**Exercices à réaliser**
1 – Résumez en deux phrases le texte sur la technique et la nature.
2 – Poursuivez le texte sur la technique et la nature à partir de sa dernière phrase.

**Bloc de texte**
-=-=-=-=-

Quelques réflexions introductives
On oppose fréquemment la fabrication technique à la nature comme ce qui est artificiel à ce qui est naturel. Ce qui est naturel est spontané, procède de son propre mouvement ; au contraire, ce qui est artificiel demande une action volontaire d’un agent extérieur. Les arbres poussent de leur propre mouvement. Mais les charpentes non ! Comme le dit Aristote :
« si l’art de la construction navale était dans le bois, il agirait de la même manière que la nature » (Physique, II, 8, 199-b).
Mais précisément la technique de la construction navale n’est pas dans le bois. Il y a donc d’un côté ce qui est engendré et engendre à son tour, tout ce qui est du côté de la nature et de l’autre ce qui est fabriqué et procède de l’activité orientée en vue de certaines fins dont le « fabriquant », l’ouvrier (celui qui œuvre) est conscient. D’où d’ailleurs cette définition de l’homme que l’on trouve chez Bergson, homo faber.

-=-=-=-=-

**Extraits du matériel**

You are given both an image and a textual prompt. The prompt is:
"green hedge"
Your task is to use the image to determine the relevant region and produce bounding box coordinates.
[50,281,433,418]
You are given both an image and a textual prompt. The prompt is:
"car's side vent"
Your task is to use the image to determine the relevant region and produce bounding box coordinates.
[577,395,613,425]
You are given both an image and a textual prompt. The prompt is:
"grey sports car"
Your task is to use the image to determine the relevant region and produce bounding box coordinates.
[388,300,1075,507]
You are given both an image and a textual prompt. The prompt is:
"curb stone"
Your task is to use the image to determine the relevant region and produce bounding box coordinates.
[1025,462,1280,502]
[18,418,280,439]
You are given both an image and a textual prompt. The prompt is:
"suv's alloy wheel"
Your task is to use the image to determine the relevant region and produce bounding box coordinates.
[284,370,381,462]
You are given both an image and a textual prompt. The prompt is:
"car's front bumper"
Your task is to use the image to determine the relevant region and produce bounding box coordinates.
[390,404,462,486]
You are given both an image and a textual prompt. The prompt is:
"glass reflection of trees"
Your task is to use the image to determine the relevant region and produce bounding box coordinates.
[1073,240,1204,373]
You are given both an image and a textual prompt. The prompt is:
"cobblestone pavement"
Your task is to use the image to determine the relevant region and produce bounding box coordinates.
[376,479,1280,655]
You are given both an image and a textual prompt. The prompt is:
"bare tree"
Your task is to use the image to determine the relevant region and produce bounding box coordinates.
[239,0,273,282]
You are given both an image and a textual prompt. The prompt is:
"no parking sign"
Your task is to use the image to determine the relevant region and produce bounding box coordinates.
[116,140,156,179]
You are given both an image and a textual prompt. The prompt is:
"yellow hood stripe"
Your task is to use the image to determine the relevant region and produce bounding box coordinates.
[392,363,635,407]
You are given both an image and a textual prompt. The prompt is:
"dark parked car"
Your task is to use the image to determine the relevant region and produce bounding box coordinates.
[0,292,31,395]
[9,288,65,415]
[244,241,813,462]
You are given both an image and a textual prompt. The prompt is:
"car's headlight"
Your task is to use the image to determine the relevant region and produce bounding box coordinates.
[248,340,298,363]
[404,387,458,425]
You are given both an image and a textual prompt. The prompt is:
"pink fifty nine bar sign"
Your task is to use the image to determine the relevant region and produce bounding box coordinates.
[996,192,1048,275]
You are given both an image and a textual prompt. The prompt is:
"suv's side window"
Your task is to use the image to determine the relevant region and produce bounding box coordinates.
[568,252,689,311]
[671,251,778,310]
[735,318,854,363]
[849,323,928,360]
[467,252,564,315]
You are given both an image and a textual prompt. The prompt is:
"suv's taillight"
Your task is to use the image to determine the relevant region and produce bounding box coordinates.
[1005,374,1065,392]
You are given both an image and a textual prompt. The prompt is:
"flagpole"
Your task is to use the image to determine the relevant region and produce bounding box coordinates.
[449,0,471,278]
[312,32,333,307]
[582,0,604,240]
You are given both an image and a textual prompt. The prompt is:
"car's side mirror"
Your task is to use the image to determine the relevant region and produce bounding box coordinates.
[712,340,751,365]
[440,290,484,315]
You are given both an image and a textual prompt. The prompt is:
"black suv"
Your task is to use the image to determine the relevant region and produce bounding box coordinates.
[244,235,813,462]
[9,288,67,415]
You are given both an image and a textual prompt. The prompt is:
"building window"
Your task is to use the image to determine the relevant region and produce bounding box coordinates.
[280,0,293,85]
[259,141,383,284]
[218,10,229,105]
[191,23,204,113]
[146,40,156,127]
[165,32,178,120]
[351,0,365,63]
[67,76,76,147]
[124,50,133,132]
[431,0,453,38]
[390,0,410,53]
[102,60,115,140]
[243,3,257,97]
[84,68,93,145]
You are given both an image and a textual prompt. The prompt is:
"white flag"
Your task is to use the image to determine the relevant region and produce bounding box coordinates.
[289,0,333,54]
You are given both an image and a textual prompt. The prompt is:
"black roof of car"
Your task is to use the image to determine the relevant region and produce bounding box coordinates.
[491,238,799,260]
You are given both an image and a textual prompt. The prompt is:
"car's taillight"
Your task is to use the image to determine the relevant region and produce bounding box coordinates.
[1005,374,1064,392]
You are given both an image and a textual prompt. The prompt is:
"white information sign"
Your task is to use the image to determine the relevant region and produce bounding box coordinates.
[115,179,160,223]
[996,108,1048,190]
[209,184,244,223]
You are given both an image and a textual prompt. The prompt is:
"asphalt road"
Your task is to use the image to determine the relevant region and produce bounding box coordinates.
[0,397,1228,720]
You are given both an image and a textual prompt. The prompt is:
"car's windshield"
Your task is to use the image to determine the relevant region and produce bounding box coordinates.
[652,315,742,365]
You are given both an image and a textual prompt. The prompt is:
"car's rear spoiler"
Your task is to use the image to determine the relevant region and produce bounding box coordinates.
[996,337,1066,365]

-=-=-=-=-

**Réponses par exercice**
1 – Le texte oppose la fabrication technique, qui relève de l'artificiel et exige l'action volontaire d'un agent extérieur, à la nature, dont les productions sont spontanées et procèdent de leur propre mouvement. À l'appui d'Aristote, il souligne que la technique de la construction navale n'est pas dans le bois et distingue ce qui est engendré de ce qui est fabriqué en vue de fins dont l'ouvrier est conscient, d'où la définition bergsonienne de l'homme comme homo faber.

2 –
Si nous pouvions nous dépouiller de tout orgueil, si, pour définir notre espèce, nous nous en tenions strictement à ce que l’histoire et la préhistoire nous présentent comme la caractéristique constante de l’homme et de l’intelligence, nous ne dirions peut-être pas Homo sapiens, mais Homo faber. En définitive, l’intelligence, envisagée dans ce qui en paraît être la démarche originelle, est la faculté de fabriquer des objets artificiels, en particulier des outils à faire des outils et, d’en varier indéfiniment la fabrication.(Évolution créatrice, chapitre II, « Les grandes directions de l’évolution et de la vie »)
L’homo faber est pour Bergson l’expression d’une des deux grandes tendances de l’évolution, celle qui va vers l’intelligence et qu’il oppose à l’autre tendance, celle du perfectionnement de l’instinct qui atteint son niveau le plus important chez les insectes.
L’opposition entre ce qui est fabriqué par les hommes et ce qui est donné par la nature traverse la vie humaine, organise notre perception globale des choses. Elle est bien ontologique puisqu’elle permet de classer tout ce qui est selon deux modes d’être radicalement différents.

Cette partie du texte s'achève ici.